While in the example shown here each row of battery cells only has nine cells, in practice the number of cells per row can be significantly larger. Likewise, a significantly larger number of rows of cells can be arranged on the substrate 10.

The state of the welding device 16 shown in FIG. 5 corresponds to the state in FIG. 1, where the clamping frame 30 is lowered onto the battery cell C13 (which, however, is covered by the cell C11 in FIG. 5). The clamping frame 32 has moved back in the y-direction so that the horizontal arms of the rotary drives 40, which are directed towards one another, can move past each other in the x-direction.

The state in FIG. 6 corresponds to the state in FIG. 4, where the welding is carried out on the cell C14 while the electrode plates P3 and P4 are held by the clamping frame 32.

The robot 26 has lifted the clamping frame 30 and moved it back in the y-direction so that the rotary drives 40 do not collide with one another when moving in the x-direction. A possible contacting scheme for the electrode sheets and battery cells is shown in FIG. 7. In the (simplified) example described here, the positive poles of the cells C11, C21 and C22 are connected to one another by the electrode plate P1. For this purpose, the electrode plate P1 has three spring-loaded contacts 60 which are to be welded to the positive poles 12 of the cells and are offset in the z-direction. The negative poles 14 of these three cells are connected to the positive poles of the cells C12, C23 and C13 through the electrode plate P2. The electrode plate P2 therefore has spring-loaded contacts 60 for the positive poles and contacts 62, offset in the z-direction, for the negative poles 14.

Correspondingly, the electrode plate P3 connects the negative poles of this group of three cells with the positive poles of the next group of three, which is formed by the cells C24, C14 and C25. This scheme continues up to the electrode plate P6. The last electrode plate P7 connects the negative poles of the last group of three cells C18, C29 and C19.

The total of eighteen battery cells are thus connected together to form six groups of three cells, with the three cells in each group of three being connected in parallel with each other. In this way, a battery module is formed whose plus voltage tap is the electrode plate P1 and whose minus voltage tap is the electrode plate P7.

FIG. 8 shows the angled shape of the contacts 60 and 62 of the electrode plates P6 and P7, which contact the positive pole 12 and the negative pole 14 of the cell C29. When welding this cell, the clamping frame 32 is placed on this cell C29 so that its base 34 presses the contacts 60 and 62 against the battery poles, while the welding openings 36 and 38 allow the laser beam to pass through to the welding points.

**Given information:**
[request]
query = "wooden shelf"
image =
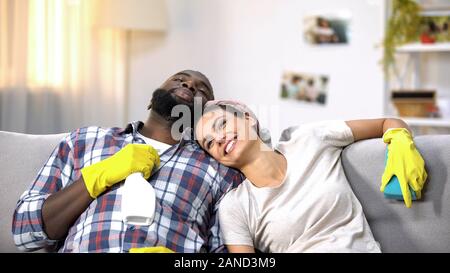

**Action item A:** Retype the passage on welding battery cells from "Correspondingly, the electrode" up to and including "electrode plate P7.".
**Action item B:** Write what comes next in the passage on welding battery cells, starting after its final sentence.
The listing is separate material and has no connection to the passage on welding battery cells.

**Response A:**
Correspondingly, the electrode plate P3 connects the negative poles of this group of three cells with the positive poles of the next group of three, which is formed by the cells C24, C14 and C25. This scheme continues up to the electrode plate P6. The last electrode plate P7 connects the negative poles of the last group of three cells C18, C29 and C19.

The total of eighteen battery cells are thus connected together to form six groups of three cells, with the three cells in each group of three being connected in parallel with each other. In this way, a battery module is formed whose plus voltage tap is the electrode plate P1 and whose minus voltage tap is the electrode plate P7.

**Response B:**
In FIG. 7, the clamping frames 30 and 32 and the associated rotary drives 40 are shown in the same positions as in FIG. 1. The clamping frame 30 clamps the cell C13 and the associated electrode plates. In the previous step, the cell C12 and the associated electrode plates were clamped with the clamping frame 32, which is now retracted in the Y direction. The position of the peripheral welding opening 38 of the clamping frame 32 corresponds to the position of the contact 62 of the contact plate P3 belonging to the cell C12.

In FIG. 9, the clamping frame 32 has moved past the clamping frame 30 by one step in the x-direction, so that it is now at the level of the cell C14. With the help of the rotary drive 40, the clamping frame 32 was rotated 180° about its axis, so that the peripheral welding opening 38 now corresponds to the position of the contact 62 for the negative pole of the cell C14 as soon as the axis of the clamping frame 32 is aligned with the axis of this cell. In FIG. 10, this alignment has taken place, so that the welding opening 38 is now aligned with the contact. At the same time, the clamping frame 30 was retracted in the y-direction so that in the next step it can move past the clamping frame 32 to the position shown in FIG. 11. In the subsequent steps, the clamping frame 32 is rotated by 180° in each step, while the clamping frame 30 can maintain its angular position in this contacting scheme. However, contacting schemes are also conceivable in which the angular positions of both clamping frames have to be changed.